Data provided:
= = = = = = =

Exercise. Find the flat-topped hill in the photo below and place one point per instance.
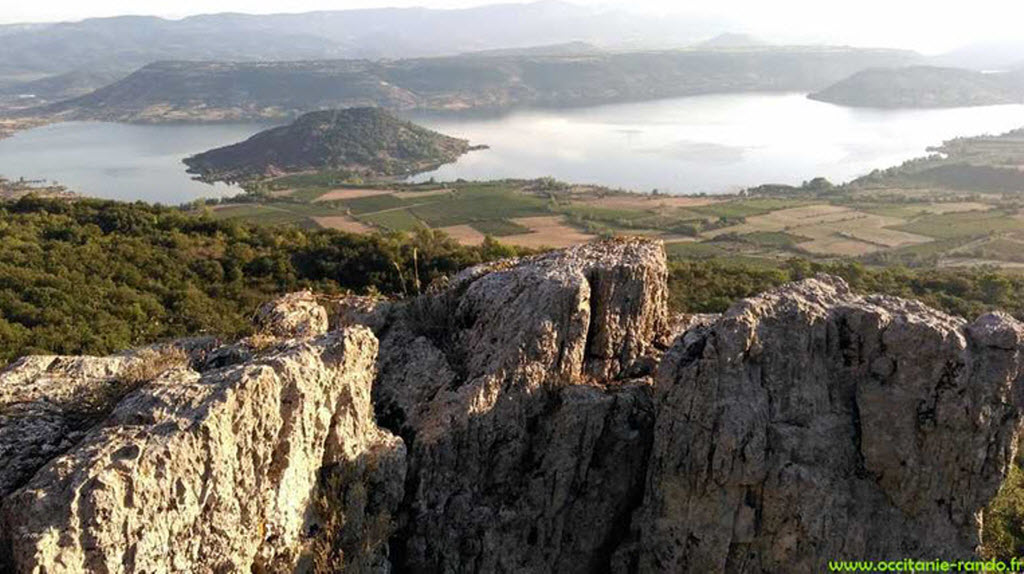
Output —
(366, 140)
(217, 91)
(923, 86)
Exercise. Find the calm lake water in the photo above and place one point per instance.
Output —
(708, 143)
(120, 161)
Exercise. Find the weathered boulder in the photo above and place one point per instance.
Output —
(553, 418)
(513, 386)
(295, 314)
(235, 469)
(810, 424)
(46, 405)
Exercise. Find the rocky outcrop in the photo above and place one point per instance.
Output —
(519, 390)
(810, 425)
(296, 314)
(552, 418)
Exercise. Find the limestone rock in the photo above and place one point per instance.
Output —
(553, 418)
(810, 424)
(527, 441)
(295, 314)
(46, 405)
(220, 471)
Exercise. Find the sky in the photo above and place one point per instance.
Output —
(928, 26)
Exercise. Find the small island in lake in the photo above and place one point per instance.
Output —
(368, 141)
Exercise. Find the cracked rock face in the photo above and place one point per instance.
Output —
(229, 470)
(527, 443)
(552, 418)
(810, 424)
(296, 314)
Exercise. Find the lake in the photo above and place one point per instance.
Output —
(711, 143)
(120, 161)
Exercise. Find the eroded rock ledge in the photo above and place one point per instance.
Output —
(551, 420)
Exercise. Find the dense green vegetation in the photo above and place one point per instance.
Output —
(90, 276)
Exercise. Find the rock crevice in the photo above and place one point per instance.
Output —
(552, 418)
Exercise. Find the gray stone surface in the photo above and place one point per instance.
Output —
(553, 418)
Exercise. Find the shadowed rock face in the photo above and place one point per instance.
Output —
(519, 389)
(551, 422)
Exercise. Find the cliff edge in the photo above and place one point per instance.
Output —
(543, 414)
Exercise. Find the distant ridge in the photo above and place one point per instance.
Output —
(731, 40)
(216, 91)
(924, 86)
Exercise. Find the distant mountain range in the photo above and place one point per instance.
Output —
(173, 91)
(925, 87)
(130, 42)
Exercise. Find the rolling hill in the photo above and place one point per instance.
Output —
(366, 140)
(172, 91)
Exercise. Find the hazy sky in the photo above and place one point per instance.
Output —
(929, 26)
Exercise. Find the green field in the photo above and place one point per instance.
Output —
(499, 227)
(396, 220)
(478, 204)
(964, 224)
(373, 204)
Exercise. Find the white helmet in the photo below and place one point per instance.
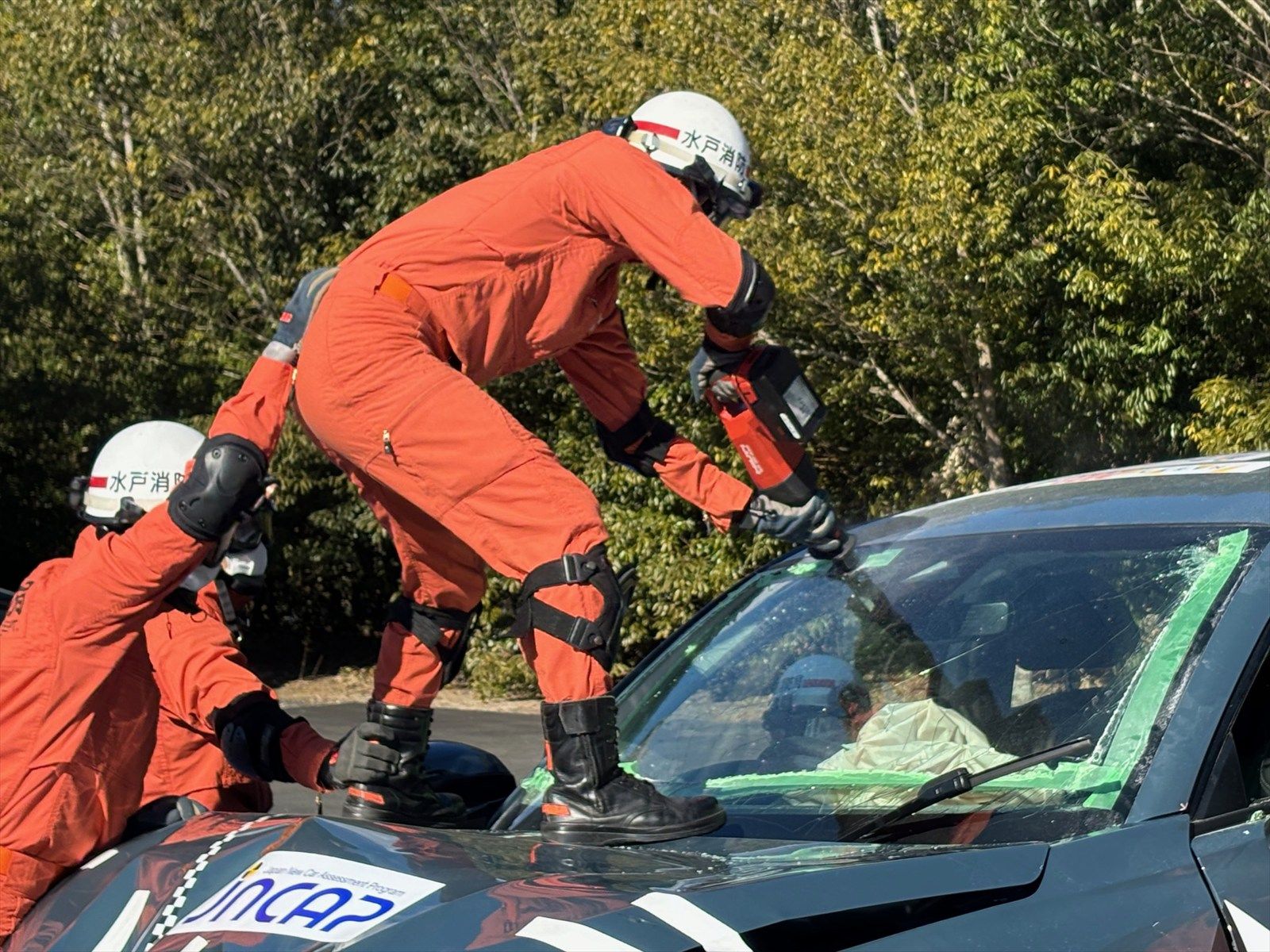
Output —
(696, 139)
(135, 471)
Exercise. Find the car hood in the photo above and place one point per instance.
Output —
(234, 882)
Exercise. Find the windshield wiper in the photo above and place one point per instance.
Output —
(960, 781)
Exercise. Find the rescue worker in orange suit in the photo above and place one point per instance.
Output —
(198, 670)
(499, 273)
(78, 696)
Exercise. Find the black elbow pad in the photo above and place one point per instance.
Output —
(749, 308)
(226, 482)
(639, 443)
(251, 735)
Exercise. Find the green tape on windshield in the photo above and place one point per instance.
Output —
(1103, 782)
(1140, 716)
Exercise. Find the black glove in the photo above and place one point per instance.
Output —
(302, 306)
(361, 757)
(709, 361)
(813, 522)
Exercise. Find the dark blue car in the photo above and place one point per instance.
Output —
(1030, 719)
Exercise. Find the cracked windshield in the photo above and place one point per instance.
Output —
(812, 698)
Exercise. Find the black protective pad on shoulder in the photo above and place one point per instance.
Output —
(251, 735)
(639, 443)
(598, 638)
(429, 625)
(226, 482)
(749, 308)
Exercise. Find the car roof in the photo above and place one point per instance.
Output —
(1223, 490)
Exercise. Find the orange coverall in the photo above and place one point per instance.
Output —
(198, 670)
(78, 696)
(488, 278)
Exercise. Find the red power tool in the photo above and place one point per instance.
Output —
(770, 412)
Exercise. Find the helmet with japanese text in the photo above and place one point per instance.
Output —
(133, 473)
(695, 139)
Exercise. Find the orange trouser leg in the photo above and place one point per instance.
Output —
(452, 455)
(23, 880)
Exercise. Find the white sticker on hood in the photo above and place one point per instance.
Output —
(308, 895)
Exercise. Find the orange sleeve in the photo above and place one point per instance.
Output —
(197, 666)
(130, 571)
(260, 409)
(124, 575)
(694, 476)
(304, 752)
(619, 192)
(606, 374)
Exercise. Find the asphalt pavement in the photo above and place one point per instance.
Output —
(516, 739)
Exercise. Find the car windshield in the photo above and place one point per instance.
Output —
(810, 698)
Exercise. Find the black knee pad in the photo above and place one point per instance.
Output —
(226, 482)
(251, 735)
(600, 638)
(427, 624)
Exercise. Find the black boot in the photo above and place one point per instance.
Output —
(406, 797)
(594, 801)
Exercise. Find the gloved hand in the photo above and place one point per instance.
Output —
(710, 359)
(302, 306)
(812, 524)
(361, 757)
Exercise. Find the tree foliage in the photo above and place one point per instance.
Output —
(1011, 240)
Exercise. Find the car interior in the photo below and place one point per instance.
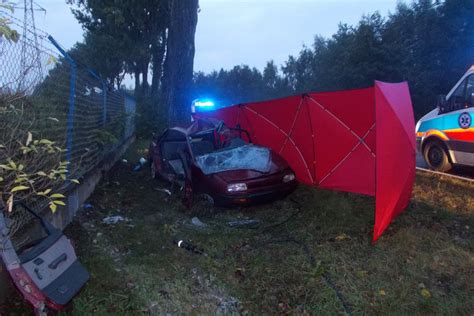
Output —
(202, 143)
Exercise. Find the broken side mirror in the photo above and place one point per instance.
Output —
(441, 103)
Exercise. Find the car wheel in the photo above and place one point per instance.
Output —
(436, 156)
(153, 170)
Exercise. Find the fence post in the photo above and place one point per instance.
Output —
(104, 98)
(104, 110)
(72, 93)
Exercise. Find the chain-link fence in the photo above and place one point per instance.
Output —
(59, 99)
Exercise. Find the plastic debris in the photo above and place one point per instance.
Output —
(141, 162)
(197, 222)
(189, 247)
(244, 223)
(111, 220)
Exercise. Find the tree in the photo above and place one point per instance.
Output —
(178, 67)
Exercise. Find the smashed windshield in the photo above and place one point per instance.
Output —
(239, 158)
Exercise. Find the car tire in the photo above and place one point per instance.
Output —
(436, 156)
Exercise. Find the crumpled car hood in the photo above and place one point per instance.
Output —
(248, 157)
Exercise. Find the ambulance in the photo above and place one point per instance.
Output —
(445, 136)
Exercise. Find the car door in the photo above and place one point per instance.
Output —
(458, 123)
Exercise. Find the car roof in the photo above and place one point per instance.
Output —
(196, 126)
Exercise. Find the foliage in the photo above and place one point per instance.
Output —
(429, 44)
(422, 265)
(30, 167)
(131, 37)
(5, 30)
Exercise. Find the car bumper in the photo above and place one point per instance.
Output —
(261, 196)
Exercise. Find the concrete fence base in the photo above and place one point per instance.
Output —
(64, 215)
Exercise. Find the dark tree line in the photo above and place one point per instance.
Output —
(429, 44)
(152, 40)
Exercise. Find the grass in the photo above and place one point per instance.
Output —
(310, 255)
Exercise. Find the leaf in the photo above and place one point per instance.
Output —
(19, 188)
(29, 139)
(425, 293)
(53, 207)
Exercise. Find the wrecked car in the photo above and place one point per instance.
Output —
(40, 260)
(221, 163)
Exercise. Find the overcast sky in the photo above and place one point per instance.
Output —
(233, 32)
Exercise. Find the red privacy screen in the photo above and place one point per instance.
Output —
(360, 141)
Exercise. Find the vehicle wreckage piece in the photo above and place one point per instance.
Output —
(46, 270)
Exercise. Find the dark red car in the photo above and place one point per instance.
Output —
(220, 162)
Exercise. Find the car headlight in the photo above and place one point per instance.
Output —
(236, 187)
(289, 177)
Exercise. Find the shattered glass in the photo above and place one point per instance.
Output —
(243, 157)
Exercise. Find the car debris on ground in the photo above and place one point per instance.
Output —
(197, 222)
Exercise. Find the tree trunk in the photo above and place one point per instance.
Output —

= = = = = = =

What you need to do:
Search term "below": count the lines of the listing in which it appears, and give the number with nothing further.

Reply to the exercise:
3